Problem statement → Leave out every picture and restate word for word the lines from the one with "Label the protest" to the final line.

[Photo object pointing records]
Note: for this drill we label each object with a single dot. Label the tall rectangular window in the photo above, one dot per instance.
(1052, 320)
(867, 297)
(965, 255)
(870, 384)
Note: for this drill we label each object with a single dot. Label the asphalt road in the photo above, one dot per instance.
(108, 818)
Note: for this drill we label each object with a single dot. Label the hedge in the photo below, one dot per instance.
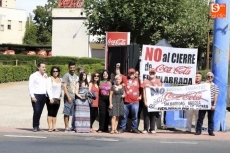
(53, 60)
(22, 73)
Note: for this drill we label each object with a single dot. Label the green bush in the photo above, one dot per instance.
(22, 73)
(54, 60)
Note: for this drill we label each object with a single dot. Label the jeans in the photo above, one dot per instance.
(38, 108)
(189, 116)
(103, 113)
(149, 117)
(93, 115)
(200, 120)
(133, 109)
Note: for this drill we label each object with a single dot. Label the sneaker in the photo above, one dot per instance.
(144, 132)
(121, 131)
(35, 129)
(153, 132)
(135, 131)
(211, 134)
(39, 129)
(68, 130)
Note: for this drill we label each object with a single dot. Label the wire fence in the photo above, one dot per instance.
(16, 62)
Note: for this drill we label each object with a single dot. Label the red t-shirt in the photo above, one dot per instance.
(131, 89)
(96, 91)
(156, 82)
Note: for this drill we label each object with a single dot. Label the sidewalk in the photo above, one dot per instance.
(16, 116)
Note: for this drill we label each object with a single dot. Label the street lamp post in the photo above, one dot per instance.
(208, 37)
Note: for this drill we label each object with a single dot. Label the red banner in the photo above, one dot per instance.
(115, 39)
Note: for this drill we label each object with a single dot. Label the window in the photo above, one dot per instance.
(2, 28)
(20, 25)
(9, 25)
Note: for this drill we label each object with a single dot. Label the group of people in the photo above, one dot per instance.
(114, 100)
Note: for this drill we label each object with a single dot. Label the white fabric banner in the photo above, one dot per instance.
(196, 97)
(172, 65)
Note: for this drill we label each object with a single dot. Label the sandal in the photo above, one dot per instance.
(55, 130)
(50, 130)
(112, 132)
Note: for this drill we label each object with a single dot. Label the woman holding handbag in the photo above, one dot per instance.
(82, 105)
(54, 97)
(94, 87)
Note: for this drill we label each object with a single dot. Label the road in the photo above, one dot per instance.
(49, 143)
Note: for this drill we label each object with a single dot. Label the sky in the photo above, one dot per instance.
(29, 5)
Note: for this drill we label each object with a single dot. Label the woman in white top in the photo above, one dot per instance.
(53, 101)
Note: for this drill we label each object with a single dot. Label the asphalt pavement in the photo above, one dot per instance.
(16, 119)
(80, 144)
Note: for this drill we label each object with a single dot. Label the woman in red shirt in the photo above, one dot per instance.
(149, 116)
(94, 87)
(104, 89)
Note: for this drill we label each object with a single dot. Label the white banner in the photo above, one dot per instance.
(172, 65)
(179, 98)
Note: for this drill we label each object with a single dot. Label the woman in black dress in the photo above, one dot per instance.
(116, 105)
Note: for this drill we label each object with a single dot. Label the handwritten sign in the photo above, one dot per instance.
(196, 97)
(172, 65)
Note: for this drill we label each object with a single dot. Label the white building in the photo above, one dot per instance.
(69, 35)
(12, 24)
(8, 3)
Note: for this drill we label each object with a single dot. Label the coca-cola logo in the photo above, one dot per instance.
(163, 69)
(118, 42)
(186, 70)
(182, 70)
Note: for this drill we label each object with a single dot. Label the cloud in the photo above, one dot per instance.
(29, 5)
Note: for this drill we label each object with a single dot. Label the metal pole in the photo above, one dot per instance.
(208, 37)
(220, 53)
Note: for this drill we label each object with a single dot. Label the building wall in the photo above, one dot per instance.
(8, 3)
(69, 35)
(12, 25)
(98, 53)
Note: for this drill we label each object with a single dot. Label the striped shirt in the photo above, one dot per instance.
(214, 90)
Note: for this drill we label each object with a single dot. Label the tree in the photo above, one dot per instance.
(30, 37)
(43, 21)
(182, 23)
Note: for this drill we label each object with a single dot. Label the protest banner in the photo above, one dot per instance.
(196, 97)
(115, 39)
(172, 65)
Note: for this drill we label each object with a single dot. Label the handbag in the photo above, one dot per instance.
(90, 102)
(56, 101)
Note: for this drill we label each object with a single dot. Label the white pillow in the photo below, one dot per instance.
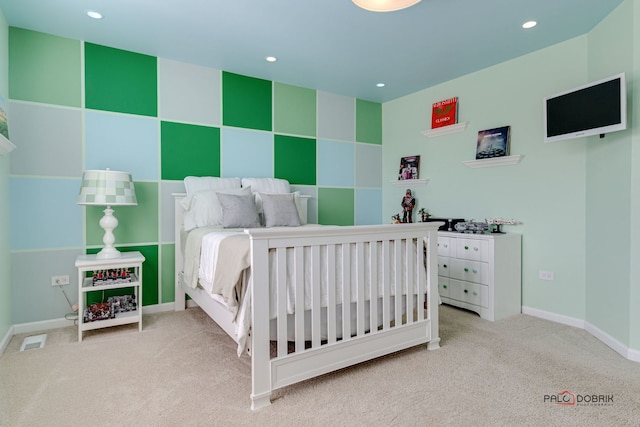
(267, 185)
(280, 210)
(203, 208)
(199, 183)
(238, 211)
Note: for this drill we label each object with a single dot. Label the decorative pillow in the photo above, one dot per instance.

Final answer →
Note: for this drill we label each object with a single dot. Label the protest banner in the photo above, one dot per instance.
(196, 97)
(115, 39)
(172, 65)
Note: for this drill we label each object with a single dot. Label the handbag in the photo above, one dot per instance.
(90, 102)
(56, 101)
Note: for this drill we label each object with a single dot. Label the white pillow in the photo below, one dot per instance.
(267, 185)
(280, 210)
(203, 208)
(199, 183)
(238, 211)
Note: for this drill we label each object with a single dot. Label the decorative pillow in the photo above, one dot per instance.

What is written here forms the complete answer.